Provided information:
☆ ☆ ☆ ☆ ☆ ☆ ☆

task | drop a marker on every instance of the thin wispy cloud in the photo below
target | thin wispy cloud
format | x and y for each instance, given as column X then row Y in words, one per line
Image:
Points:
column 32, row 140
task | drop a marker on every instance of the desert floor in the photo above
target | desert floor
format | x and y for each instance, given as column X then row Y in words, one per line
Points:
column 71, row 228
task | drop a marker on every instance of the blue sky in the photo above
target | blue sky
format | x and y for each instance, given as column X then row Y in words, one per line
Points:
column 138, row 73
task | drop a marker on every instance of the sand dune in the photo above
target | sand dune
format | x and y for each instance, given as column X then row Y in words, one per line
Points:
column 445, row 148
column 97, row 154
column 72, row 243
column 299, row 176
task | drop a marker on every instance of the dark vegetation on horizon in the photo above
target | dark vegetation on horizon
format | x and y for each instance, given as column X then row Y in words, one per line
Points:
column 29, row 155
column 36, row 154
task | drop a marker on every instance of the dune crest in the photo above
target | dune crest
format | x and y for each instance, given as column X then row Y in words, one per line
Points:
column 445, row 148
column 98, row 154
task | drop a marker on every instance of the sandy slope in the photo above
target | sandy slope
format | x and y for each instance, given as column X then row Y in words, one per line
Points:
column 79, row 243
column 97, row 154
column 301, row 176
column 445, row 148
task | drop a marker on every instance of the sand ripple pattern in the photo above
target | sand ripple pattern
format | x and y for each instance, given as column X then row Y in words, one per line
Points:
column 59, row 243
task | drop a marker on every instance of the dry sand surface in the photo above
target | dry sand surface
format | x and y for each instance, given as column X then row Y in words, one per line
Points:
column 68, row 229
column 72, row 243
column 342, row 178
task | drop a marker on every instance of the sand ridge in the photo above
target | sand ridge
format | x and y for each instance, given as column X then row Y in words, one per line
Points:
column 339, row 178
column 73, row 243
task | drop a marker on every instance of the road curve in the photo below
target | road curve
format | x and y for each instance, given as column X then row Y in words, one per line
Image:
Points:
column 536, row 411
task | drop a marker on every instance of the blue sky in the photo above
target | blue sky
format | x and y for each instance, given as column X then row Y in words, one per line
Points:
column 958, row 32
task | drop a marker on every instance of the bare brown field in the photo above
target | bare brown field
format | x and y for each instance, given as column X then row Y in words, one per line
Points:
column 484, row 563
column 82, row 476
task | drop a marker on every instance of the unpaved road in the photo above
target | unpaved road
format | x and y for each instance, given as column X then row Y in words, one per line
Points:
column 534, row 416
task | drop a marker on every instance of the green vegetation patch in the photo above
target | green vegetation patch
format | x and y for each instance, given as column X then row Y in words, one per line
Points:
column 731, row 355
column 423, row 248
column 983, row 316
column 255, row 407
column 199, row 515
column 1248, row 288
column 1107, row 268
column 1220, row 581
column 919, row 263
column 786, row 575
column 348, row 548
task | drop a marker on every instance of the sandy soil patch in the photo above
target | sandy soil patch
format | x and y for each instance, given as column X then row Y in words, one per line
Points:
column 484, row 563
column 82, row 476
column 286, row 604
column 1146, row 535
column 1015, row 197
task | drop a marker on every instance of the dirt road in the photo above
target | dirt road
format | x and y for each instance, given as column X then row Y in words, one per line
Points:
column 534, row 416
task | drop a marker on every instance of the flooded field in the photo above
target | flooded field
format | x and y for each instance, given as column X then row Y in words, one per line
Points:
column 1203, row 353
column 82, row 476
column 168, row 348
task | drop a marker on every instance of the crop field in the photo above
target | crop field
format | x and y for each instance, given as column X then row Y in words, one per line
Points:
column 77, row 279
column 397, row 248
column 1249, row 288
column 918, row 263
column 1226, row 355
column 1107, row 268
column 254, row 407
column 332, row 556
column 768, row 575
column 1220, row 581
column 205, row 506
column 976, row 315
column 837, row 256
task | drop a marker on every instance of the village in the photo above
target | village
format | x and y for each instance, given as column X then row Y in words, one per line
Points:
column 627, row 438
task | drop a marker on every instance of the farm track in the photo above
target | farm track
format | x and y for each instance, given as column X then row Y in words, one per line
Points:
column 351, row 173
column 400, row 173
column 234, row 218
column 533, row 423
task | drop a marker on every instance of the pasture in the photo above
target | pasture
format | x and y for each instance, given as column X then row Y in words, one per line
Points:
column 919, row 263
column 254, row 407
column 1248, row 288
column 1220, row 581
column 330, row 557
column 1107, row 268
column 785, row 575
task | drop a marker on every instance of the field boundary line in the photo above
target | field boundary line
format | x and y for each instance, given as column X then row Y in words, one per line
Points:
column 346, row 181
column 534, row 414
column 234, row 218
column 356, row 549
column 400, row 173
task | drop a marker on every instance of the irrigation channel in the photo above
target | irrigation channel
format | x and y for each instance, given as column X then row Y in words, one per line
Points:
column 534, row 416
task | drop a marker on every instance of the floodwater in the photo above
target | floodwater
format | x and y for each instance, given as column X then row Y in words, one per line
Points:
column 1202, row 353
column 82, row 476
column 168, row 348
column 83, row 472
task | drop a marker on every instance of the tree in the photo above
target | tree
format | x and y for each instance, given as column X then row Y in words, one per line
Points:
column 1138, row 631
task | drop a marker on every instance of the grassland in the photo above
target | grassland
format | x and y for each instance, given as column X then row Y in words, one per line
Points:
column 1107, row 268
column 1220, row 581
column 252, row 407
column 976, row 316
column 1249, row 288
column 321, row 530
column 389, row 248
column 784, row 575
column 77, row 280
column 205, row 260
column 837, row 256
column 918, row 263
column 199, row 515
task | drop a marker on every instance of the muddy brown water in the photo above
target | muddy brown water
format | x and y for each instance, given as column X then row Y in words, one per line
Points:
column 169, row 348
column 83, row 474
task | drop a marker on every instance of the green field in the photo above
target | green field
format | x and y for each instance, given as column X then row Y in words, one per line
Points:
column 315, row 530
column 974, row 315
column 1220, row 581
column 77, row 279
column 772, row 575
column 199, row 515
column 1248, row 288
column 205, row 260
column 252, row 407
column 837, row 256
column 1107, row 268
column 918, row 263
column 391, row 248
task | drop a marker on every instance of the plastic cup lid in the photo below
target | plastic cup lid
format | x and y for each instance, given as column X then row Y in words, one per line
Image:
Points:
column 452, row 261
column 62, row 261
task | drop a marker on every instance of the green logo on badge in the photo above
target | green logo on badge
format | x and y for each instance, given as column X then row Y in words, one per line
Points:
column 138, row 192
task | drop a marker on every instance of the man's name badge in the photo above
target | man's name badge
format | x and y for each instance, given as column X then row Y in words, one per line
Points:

☆ ☆ ☆ ☆ ☆ ☆ ☆

The problem:
Quote each line of the data above exactly as written.

Solution to this exercise:
task | drop a marker on every instance of the thin wispy cloud in the photo below
target | thin wispy cloud
format | x and y for each instance, given as column X then row Y in words, one per line
Image:
Points:
column 32, row 140
task | drop a marker on every instance of the desert floor in the photo above
target | desert floor
format | x and y for each instance, given as column X then row Y in words, one per line
Points:
column 71, row 228
task | drop a marker on every instance of the blue sky in the photo above
target | blue sky
format | x and y for each instance, given as column X then row Y in words, one per line
Points:
column 138, row 73
task | drop a marker on every instance of the sand dune in the photo above
target | sand dune
format | x and y for each instance, given as column X then row Y in words, one per line
Points:
column 445, row 148
column 97, row 154
column 72, row 243
column 299, row 176
task | drop a marker on every instance of the dark vegetation on horizon in the photo above
target | dark vegetation on horizon
format | x and y for each instance, given as column X then row Y in words, one per line
Points:
column 29, row 155
column 36, row 154
task | drop a marker on every instance of the dune crest in the photo above
target | dune crest
format | x and y for each instance, given as column X then row Y in words, one per line
Points:
column 445, row 148
column 98, row 154
task | drop a marker on every instance of the sandy slope in the photo above
target | sandy slope
format | x and y for each instance, given as column X then row Y in words, one per line
Points:
column 79, row 243
column 97, row 154
column 301, row 176
column 445, row 148
task | drop a marker on every instance of the sand ripple pattern in the photo above
target | sand ripple pattern
format | x and y for each instance, given as column X then row Y in words, one per line
Points:
column 59, row 243
task | drop a marker on every instance of the dry sand surface in the photo above
target | dry sand surface
format | x and y for each instance, given as column X then row Y in words, one per line
Points:
column 68, row 229
column 72, row 243
column 342, row 178
task | drop a marker on every instance of the sand ridge in the photo above
target | sand ridge
format | x and y for each instance, given as column X then row Y in words, one per line
Points:
column 339, row 178
column 73, row 243
task | drop a marker on every instance of the road curve in the photo below
target | road curve
format | x and y for each instance, given as column X then row Y in words, one per line
Image:
Points:
column 536, row 411
task | drop a marker on every instance of the blue sky in the photo above
target | blue sky
format | x and y for each instance, given as column X then row Y in words, one per line
Points:
column 958, row 32
task | drop a marker on every instance of the bare brown field in the photo above
target | bare brown field
format | x and y for each instance, given as column X then row Y in words, one per line
Points:
column 484, row 563
column 82, row 476
task | drop a marker on every instance of the unpaved road in the photo above
target | unpaved road
format | x and y for each instance, given as column X then row Y in words, one per line
Points:
column 534, row 416
task | drop a marker on every instance of the green vegetation patch in the photo above
target | green vegetation patch
format | x and y for each instance, given as column X then row Y in words, one per line
Points:
column 731, row 355
column 423, row 248
column 983, row 316
column 255, row 407
column 199, row 515
column 1248, row 288
column 1107, row 268
column 1220, row 581
column 919, row 263
column 786, row 575
column 348, row 548
task | drop a marker on every instance of the sandy soil patch in the photo above
target | sandy soil patch
format | x and y for each instance, given as column X then row Y in words, one per line
Points:
column 484, row 563
column 82, row 476
column 286, row 604
column 1146, row 535
column 1015, row 197
task | drop a marker on every instance of the dirt road in the photo above
target | dirt road
format | x and y for each instance, given as column X then row Y in words, one per line
Points:
column 534, row 416
task | drop a marker on every instance of the flooded field in the photo above
target | flooded field
format | x and y for each instance, given as column X then row Y in words, one per line
Points:
column 1203, row 353
column 82, row 476
column 168, row 348
task | drop a marker on every instance of the crop field in the photo above
target | crop field
format | x and y for each instance, given as column X then row Y in words, one per line
Points:
column 77, row 279
column 397, row 248
column 1249, row 288
column 918, row 263
column 1226, row 355
column 1107, row 268
column 254, row 407
column 332, row 556
column 768, row 575
column 1220, row 581
column 205, row 506
column 976, row 315
column 837, row 256
task | drop a marker on every instance of the village in the photo above
target | village
format | x and y for each instance, given as column X then row Y in words, one per line
Points:
column 627, row 438
task | drop a marker on every instance of the farm track in the photo above
target | farm track
format | x and y for each instance, given as column X then row Y in words, one per line
Points:
column 351, row 173
column 400, row 173
column 234, row 218
column 533, row 423
task | drop a marker on every instance of the pasture in the photo above
target | pasture
format | x and y for each instance, given as column X then row Y in words, one per line
Points:
column 919, row 263
column 254, row 407
column 1248, row 288
column 1220, row 581
column 330, row 557
column 1107, row 268
column 785, row 575
task | drop a marker on every instance of the field boundary line in the photo above
target | field boundary line
format | x and y for each instance, given as column X then row Y in words, one per line
Points:
column 346, row 181
column 534, row 414
column 234, row 218
column 356, row 549
column 400, row 173
task | drop a marker on every instance of the irrigation channel in the photo above
target | irrigation channel
format | x and y for each instance, given as column X then row Y in words, one per line
Points:
column 534, row 416
task | drop a marker on every instance of the floodwater in the photo above
target | floodwater
format | x and y for each instance, given as column X then row Y in words, one per line
Points:
column 1202, row 353
column 82, row 476
column 168, row 348
column 83, row 472
task | drop a marker on every instance of the tree in the photo above
target | tree
format | x and y for each instance, given as column X then row Y in words, one per line
Points:
column 1138, row 631
task | drop a marker on every instance of the grassland in the photo above
target | grassland
format | x and y for each instance, given as column X then row Y in words, one per line
Points:
column 1107, row 268
column 1220, row 581
column 252, row 407
column 976, row 316
column 1249, row 288
column 321, row 530
column 389, row 248
column 784, row 575
column 77, row 280
column 205, row 260
column 837, row 256
column 918, row 263
column 199, row 515
task | drop a marker on every instance of the muddy brown water in the photo above
target | muddy brown water
format | x and y for each instance, given as column X then row Y in words, one per line
Points:
column 169, row 348
column 83, row 474
task | drop a marker on every instance of the green field in the photo above
target | green field
format | x and y for each instance, given as column X then row Y in words, one per line
Points:
column 315, row 530
column 974, row 315
column 1220, row 581
column 77, row 279
column 772, row 575
column 199, row 515
column 1248, row 288
column 205, row 260
column 252, row 407
column 837, row 256
column 1107, row 268
column 918, row 263
column 391, row 248
task | drop a marker on every instance of the plastic cup lid in the photo below
target | plastic cup lid
format | x and y for each instance, given as column X then row Y in words, one per line
Image:
Points:
column 452, row 261
column 62, row 261
task | drop a marker on every instance of the green logo on badge in the photo above
target | green logo on badge
format | x and y for each instance, given as column X then row Y in words, one per line
Points:
column 138, row 192
task | drop a marker on every instance of the man's name badge in the photo above
target | man's name badge
format | x and y for each instance, given as column X then row Y in words, one per line
Points:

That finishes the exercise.